┌────────
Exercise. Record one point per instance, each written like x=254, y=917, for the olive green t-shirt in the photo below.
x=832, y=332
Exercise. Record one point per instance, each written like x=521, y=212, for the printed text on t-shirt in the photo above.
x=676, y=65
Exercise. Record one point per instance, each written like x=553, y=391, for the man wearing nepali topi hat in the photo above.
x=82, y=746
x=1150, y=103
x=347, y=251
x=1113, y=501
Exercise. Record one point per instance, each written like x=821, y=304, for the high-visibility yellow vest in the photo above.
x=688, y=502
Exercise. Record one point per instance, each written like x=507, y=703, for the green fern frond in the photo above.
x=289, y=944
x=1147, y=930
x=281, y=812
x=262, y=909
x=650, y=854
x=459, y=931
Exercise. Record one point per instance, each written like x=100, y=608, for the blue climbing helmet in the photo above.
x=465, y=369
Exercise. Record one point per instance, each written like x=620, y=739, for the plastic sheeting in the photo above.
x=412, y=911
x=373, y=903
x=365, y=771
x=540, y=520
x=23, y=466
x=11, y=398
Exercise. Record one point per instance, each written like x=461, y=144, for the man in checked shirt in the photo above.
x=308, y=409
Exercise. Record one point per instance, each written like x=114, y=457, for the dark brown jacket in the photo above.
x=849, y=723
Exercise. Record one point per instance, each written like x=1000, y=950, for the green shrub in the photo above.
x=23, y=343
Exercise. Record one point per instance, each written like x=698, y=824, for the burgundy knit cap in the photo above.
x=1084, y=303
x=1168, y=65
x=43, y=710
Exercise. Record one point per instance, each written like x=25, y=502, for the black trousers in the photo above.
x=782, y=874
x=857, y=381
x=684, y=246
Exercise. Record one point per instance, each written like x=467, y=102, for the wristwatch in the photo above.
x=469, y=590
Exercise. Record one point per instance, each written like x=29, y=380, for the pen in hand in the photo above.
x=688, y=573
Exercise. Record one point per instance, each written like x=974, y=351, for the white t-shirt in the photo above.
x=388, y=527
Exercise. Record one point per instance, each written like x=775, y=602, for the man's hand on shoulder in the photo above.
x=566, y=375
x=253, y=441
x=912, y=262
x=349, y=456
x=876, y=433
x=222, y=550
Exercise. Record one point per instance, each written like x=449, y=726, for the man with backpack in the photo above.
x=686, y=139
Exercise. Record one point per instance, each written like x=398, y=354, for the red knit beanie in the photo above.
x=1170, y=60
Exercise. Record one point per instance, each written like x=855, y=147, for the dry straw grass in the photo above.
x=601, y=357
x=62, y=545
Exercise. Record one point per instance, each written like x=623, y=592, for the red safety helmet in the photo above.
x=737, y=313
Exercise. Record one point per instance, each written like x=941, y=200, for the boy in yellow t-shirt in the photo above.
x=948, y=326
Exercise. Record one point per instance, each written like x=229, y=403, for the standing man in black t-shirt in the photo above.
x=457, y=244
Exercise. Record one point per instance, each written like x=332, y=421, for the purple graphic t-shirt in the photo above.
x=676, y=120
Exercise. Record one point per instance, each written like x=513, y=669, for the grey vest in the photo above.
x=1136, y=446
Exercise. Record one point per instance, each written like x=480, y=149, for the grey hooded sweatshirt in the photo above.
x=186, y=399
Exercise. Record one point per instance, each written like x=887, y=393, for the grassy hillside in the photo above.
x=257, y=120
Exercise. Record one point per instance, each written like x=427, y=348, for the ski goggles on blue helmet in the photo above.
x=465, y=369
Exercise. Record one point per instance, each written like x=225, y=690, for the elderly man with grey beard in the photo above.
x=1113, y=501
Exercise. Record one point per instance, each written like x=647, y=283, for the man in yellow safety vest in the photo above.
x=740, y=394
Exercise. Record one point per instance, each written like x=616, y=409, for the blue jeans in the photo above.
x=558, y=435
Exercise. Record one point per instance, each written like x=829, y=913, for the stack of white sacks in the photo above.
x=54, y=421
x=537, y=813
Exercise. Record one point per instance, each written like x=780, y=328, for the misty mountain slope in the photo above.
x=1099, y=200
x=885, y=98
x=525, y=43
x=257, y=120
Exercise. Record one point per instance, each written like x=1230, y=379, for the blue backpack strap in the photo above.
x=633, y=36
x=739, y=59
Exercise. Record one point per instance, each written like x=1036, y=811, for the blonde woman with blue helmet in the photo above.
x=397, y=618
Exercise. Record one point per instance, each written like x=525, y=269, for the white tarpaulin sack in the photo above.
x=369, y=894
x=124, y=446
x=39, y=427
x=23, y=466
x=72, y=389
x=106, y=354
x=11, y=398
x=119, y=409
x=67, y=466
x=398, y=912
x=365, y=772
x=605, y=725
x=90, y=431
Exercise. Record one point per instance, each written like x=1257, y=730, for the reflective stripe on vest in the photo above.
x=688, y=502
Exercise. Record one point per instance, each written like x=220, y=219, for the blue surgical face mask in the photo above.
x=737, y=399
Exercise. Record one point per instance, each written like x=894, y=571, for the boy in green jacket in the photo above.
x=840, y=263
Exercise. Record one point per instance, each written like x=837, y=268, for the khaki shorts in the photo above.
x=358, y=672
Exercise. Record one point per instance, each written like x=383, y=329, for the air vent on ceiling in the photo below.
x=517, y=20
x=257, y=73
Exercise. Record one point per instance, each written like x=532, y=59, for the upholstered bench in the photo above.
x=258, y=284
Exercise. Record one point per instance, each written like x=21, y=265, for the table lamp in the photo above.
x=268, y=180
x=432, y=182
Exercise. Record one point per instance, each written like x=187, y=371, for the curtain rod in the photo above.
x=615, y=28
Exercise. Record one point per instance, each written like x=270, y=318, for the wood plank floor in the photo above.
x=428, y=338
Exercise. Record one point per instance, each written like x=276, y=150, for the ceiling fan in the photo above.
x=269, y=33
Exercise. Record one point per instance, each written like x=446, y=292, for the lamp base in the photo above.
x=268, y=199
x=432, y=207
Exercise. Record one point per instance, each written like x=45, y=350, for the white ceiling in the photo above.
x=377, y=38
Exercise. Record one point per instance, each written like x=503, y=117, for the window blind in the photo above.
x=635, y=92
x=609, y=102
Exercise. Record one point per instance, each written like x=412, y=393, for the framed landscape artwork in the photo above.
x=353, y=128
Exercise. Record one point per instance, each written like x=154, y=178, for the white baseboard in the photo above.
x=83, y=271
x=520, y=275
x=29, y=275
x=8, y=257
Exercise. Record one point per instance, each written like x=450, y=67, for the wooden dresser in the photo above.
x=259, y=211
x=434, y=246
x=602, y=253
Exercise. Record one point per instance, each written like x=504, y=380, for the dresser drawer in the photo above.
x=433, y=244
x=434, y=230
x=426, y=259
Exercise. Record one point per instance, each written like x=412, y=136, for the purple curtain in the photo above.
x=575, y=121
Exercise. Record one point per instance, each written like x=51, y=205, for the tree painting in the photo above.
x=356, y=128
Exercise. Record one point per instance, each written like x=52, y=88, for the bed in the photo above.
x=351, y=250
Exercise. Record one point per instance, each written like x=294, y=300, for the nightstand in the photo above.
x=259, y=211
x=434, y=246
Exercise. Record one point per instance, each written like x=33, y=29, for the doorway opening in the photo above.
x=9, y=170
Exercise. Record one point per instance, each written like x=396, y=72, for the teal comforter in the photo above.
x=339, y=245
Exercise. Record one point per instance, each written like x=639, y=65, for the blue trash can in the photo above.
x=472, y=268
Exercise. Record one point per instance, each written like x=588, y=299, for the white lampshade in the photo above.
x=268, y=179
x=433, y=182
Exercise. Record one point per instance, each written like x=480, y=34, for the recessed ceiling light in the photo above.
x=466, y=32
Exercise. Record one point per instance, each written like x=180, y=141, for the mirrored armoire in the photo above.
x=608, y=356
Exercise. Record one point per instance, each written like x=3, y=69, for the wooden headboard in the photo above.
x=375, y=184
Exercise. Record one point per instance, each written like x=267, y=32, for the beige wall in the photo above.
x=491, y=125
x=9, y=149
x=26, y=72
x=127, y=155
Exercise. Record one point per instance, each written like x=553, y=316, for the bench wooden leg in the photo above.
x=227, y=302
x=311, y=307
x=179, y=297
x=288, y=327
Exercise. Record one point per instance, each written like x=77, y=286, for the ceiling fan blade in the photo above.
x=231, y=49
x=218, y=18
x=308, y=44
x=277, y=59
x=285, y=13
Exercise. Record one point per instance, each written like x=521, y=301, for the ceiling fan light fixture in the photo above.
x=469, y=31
└────────
Copy the stretch from the line containing "white t-shirt in the photo above." through the line containing "x=740, y=394", both ends included, requests and all. Scale every coordinate in the answers by 0.2, rounding to whole numbers with halves going up. Leave the numbers in the requests and their sample points unchanged, and give only these lines.

Exercise. Record one point per instance, each written like x=974, y=351, for the white t-shirt in the photo above.
x=78, y=105
Exercise. Record one point per instance, each written like x=775, y=602, for the man's hand on shoulder in the photo above.
x=113, y=75
x=51, y=88
x=182, y=52
x=70, y=91
x=175, y=87
x=44, y=110
Exercise. Record one point per instance, each written like x=449, y=726, for the man with backpack in the photo above.
x=137, y=28
Exercise. Record one point per instance, each written like x=398, y=354, for the red knit beanie in the photo above.
x=234, y=12
Exercise. Record one point per instance, each written like x=855, y=147, for the dry straw grass in the photo above.
x=120, y=71
x=12, y=109
Exercise. Record one point per instance, each written like x=623, y=592, for the red safety helmet in the photo above.
x=147, y=63
Exercise. Record one point per instance, each written like x=941, y=200, for the boy in yellow t-shirt in the photo above.
x=190, y=65
Exercise. Record one point per instance, each written like x=229, y=403, for the standing man in black t-shirt in the photo above.
x=91, y=49
Exercise. Record one point per instance, each written like x=332, y=421, for the purple graphic t-shirt in the photo above.
x=135, y=24
Exercise. Record one point per instance, each written like x=513, y=669, for the grey vest in the photo above.
x=227, y=89
Exercise. Record one point per instance, each written like x=480, y=149, for the grey hooded sweatshirt in the photo above.
x=37, y=80
Exercise. Record one point per instance, each written like x=887, y=393, for the grassy hillside in the photo above.
x=51, y=24
Exercise. Record one point per instance, each written like x=427, y=348, for the ski goggles on blue helmet in the photo above.
x=93, y=74
Exercise. Record one point per instance, each written like x=225, y=690, for the elderly man with grey beard in the photo above.
x=223, y=100
Exercise. Record one point per instance, each written like x=647, y=283, for the man in yellow safety vest in the photo above.
x=148, y=79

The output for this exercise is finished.